● **AIM**: Pull out every line below that contains the word "hardwood". Case counts.

━━━ ENTRIES PROVIDED

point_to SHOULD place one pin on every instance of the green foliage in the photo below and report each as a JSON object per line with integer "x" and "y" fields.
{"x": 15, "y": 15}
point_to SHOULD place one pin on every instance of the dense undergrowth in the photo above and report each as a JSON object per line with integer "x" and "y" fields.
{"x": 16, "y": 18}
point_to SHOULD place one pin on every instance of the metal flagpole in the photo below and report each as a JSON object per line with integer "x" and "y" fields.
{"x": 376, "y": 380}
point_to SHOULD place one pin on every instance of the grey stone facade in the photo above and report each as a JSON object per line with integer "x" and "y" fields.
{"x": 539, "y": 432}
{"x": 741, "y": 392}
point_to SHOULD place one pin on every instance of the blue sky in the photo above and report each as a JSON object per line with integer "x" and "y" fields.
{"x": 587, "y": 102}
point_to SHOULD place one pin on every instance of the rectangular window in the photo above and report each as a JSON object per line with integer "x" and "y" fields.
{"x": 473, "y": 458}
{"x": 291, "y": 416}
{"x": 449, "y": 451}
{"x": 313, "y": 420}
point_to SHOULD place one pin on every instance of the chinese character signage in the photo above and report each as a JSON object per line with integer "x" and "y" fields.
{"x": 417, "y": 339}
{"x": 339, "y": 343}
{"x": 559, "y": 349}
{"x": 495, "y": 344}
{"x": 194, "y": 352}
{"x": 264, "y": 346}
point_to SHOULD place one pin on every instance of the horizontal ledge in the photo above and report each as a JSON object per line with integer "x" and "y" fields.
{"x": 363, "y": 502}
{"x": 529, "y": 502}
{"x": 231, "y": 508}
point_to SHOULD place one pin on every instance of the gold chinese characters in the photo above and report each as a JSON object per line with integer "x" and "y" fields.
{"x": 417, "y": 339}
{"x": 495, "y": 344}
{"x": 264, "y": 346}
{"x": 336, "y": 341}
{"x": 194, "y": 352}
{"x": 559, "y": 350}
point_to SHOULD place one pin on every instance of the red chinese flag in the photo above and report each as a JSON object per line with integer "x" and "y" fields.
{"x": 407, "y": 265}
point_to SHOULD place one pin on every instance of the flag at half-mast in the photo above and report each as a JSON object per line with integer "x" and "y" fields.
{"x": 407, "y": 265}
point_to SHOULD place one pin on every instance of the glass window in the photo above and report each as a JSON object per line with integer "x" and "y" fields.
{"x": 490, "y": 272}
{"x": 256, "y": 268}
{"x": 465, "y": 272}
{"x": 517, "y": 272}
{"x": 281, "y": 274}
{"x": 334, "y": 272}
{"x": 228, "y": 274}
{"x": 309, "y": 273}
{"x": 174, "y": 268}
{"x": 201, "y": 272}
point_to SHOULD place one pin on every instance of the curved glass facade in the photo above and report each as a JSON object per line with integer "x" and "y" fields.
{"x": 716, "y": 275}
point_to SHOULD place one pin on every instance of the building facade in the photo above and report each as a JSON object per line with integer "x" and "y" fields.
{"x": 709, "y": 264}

━━━━━━
━━━ ENTRIES PROVIDED

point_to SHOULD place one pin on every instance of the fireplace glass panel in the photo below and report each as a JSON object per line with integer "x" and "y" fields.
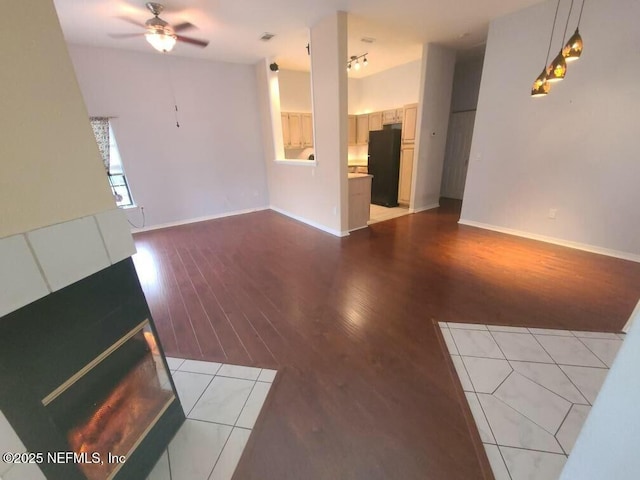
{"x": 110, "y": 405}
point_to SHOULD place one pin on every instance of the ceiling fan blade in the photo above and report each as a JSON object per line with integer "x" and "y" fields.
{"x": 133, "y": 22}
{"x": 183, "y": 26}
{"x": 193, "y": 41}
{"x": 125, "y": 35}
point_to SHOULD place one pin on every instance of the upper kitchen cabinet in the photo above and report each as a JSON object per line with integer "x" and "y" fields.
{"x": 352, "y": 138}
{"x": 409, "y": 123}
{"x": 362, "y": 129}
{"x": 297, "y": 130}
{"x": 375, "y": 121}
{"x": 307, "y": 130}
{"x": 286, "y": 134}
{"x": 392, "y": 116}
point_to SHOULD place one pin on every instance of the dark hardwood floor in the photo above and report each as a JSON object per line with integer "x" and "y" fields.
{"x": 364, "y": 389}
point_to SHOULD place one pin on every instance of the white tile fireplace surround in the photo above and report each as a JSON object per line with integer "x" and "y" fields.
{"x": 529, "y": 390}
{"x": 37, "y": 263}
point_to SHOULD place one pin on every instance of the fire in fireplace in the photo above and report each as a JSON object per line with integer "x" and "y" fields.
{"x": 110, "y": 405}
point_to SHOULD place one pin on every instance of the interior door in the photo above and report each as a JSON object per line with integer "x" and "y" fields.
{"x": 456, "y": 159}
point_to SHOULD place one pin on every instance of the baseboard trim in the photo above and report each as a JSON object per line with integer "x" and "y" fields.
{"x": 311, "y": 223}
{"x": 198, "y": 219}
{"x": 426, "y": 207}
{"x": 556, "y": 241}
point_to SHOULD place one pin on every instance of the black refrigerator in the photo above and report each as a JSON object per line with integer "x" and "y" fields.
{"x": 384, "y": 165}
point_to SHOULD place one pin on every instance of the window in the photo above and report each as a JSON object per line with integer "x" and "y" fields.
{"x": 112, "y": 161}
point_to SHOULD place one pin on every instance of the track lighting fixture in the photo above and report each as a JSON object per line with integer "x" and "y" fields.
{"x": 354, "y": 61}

━━━━━━

● **RESPONSE**:
point_to SHOULD place one pin on every instance of the dark hardwood floor in the photo above and report each as a JSON object per line with integer "x" and "y" fields.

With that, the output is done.